Would you transcribe the line that holds "Query: sheet music" and all the lines below it, through the final one, exactly and with nothing else?

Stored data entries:
»»

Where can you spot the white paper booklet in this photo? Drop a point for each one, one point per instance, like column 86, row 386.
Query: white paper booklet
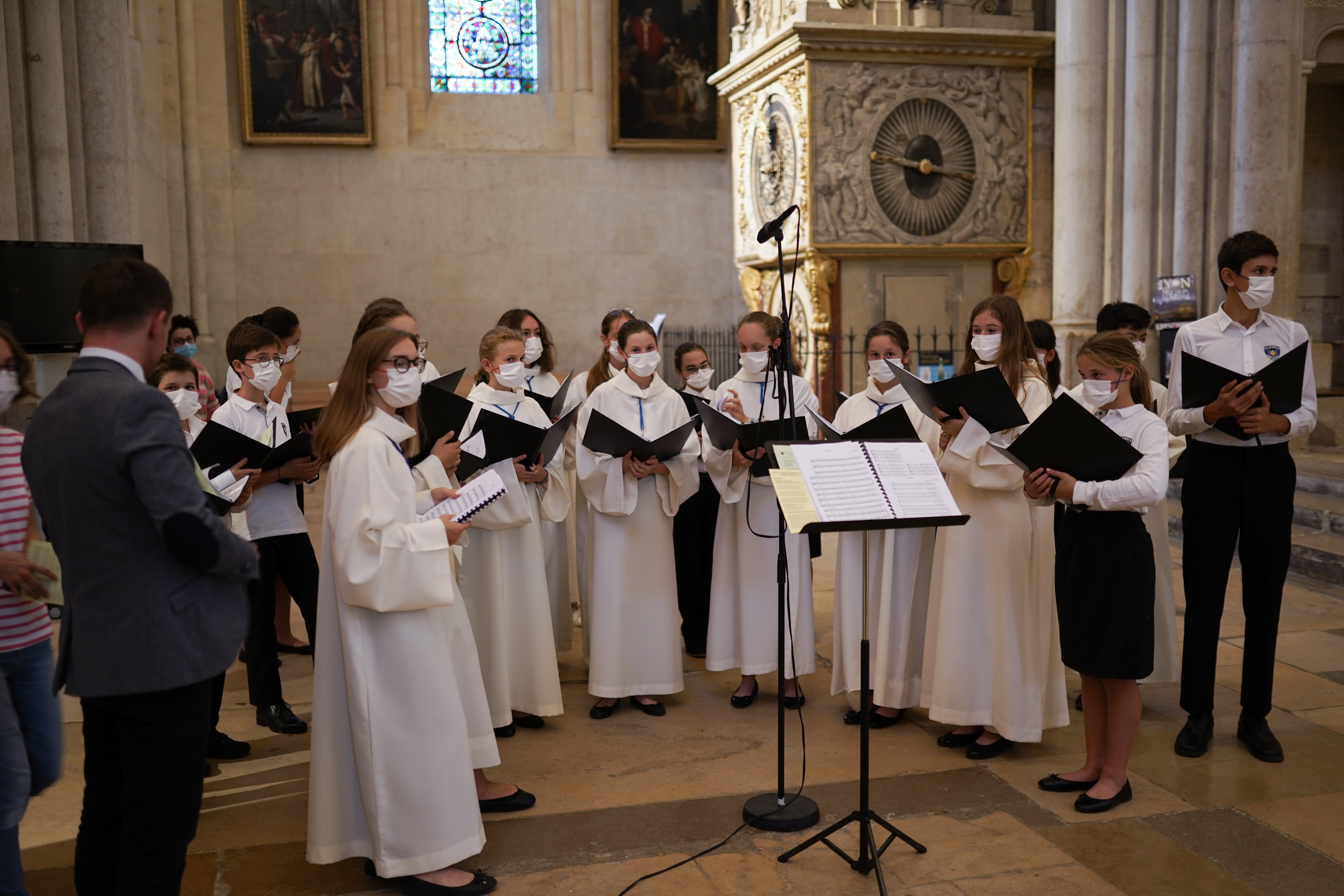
column 872, row 481
column 474, row 496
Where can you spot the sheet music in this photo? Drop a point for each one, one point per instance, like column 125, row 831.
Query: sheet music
column 911, row 480
column 842, row 483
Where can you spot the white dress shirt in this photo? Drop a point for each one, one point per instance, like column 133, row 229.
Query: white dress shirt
column 1221, row 340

««

◆ **Output of the exercise**
Query: sheet music
column 911, row 480
column 842, row 483
Where can you spot the white dress shirt in this photo? Drop a point for each one, one point per instance, like column 133, row 229.
Query: white dress shirt
column 1221, row 340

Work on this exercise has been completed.